**WHAT YOU WILL DO**
An answer that reproduces all the entries exactly is what is needed.

++++ PROVIDED DATA ++++

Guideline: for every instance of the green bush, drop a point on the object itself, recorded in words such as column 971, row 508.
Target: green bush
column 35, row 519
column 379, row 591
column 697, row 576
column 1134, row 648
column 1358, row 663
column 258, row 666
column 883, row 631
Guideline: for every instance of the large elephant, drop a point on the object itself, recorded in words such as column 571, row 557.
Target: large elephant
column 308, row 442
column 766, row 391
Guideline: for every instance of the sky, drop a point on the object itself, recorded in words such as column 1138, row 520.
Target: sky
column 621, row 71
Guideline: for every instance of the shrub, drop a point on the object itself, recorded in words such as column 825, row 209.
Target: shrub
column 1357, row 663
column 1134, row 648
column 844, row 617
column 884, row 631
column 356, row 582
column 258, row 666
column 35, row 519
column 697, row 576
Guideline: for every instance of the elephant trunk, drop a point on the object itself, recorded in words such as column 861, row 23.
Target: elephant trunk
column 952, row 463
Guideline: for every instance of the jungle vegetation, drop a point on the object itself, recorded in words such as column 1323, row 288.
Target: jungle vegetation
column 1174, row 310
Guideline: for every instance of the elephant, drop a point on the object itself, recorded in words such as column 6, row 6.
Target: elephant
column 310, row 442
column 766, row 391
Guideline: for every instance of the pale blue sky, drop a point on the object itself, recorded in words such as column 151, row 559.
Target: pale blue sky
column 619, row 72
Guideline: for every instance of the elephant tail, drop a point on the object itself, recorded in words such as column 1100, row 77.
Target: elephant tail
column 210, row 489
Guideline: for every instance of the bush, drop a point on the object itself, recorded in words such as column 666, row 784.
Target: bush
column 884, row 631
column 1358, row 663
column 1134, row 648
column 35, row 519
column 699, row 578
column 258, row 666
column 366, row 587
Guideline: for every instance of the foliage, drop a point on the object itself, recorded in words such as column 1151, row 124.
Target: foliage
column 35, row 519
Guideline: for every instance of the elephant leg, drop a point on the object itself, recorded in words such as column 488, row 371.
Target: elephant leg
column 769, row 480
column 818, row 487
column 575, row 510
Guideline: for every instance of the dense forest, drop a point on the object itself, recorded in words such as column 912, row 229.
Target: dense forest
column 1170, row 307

++++

**PROBLEM SOLUTION**
Guideline: for every instance of the green bush, drop a point on the object itself, recorded in words such as column 971, row 508.
Target: green bush
column 35, row 519
column 379, row 591
column 697, row 576
column 1134, row 648
column 1358, row 663
column 258, row 666
column 883, row 631
Guideline: for every instance of the large elephant, drop a point on the object itself, recorded in words such as column 571, row 557.
Target: large elephant
column 308, row 442
column 766, row 391
Guideline: for every instance of the sky, drop a point on the object itself, recorded in words such as column 1138, row 520.
Target: sky
column 621, row 71
Guideline: for every instance of the shrub, drop a point on the object itself, recorded in words such as column 825, row 209.
Target: shrub
column 1357, row 663
column 1134, row 648
column 844, row 617
column 884, row 631
column 356, row 582
column 258, row 666
column 35, row 519
column 697, row 576
Guideline: for every instance of the elephant trunk, drop a point on the object itself, recorded in words such as column 861, row 23.
Target: elephant trunk
column 952, row 463
Guideline: for every instance of the jungle vegetation, drop a point on the object itself, recorded in words such as column 1323, row 288.
Target: jungle vegetation
column 1174, row 310
Guideline: for every instance of the elephant, drop a point on the object itself, recorded in words such as column 6, row 6.
Target: elephant
column 310, row 442
column 766, row 391
Guideline: for every instance of the pale blue sky, drop a point on the object itself, recorded in words such as column 151, row 559.
Target: pale blue sky
column 619, row 72
Guideline: for every instance of the elephant tail, drop a point on the object itself, recorded in words such as column 1100, row 77.
Target: elephant tail
column 210, row 489
Guideline: for every instance of the bush, drop a point on the object itself, recorded in words such as column 666, row 784.
Target: bush
column 884, row 631
column 1358, row 663
column 1134, row 648
column 35, row 519
column 699, row 578
column 258, row 666
column 366, row 587
Guideline: for every instance of the foliage, drop a point on the object itself, recorded in words such as column 1151, row 124.
Target: foliage
column 35, row 519
Guideline: for every instance of the elephant leg, drop a point on the object itself, recorded in words such as column 488, row 371.
Target: elephant leg
column 769, row 480
column 818, row 487
column 575, row 510
Guideline: for every instance of the dense forest, drop a point on the object itself, recorded in words such as column 912, row 229.
Target: dense forest
column 1170, row 307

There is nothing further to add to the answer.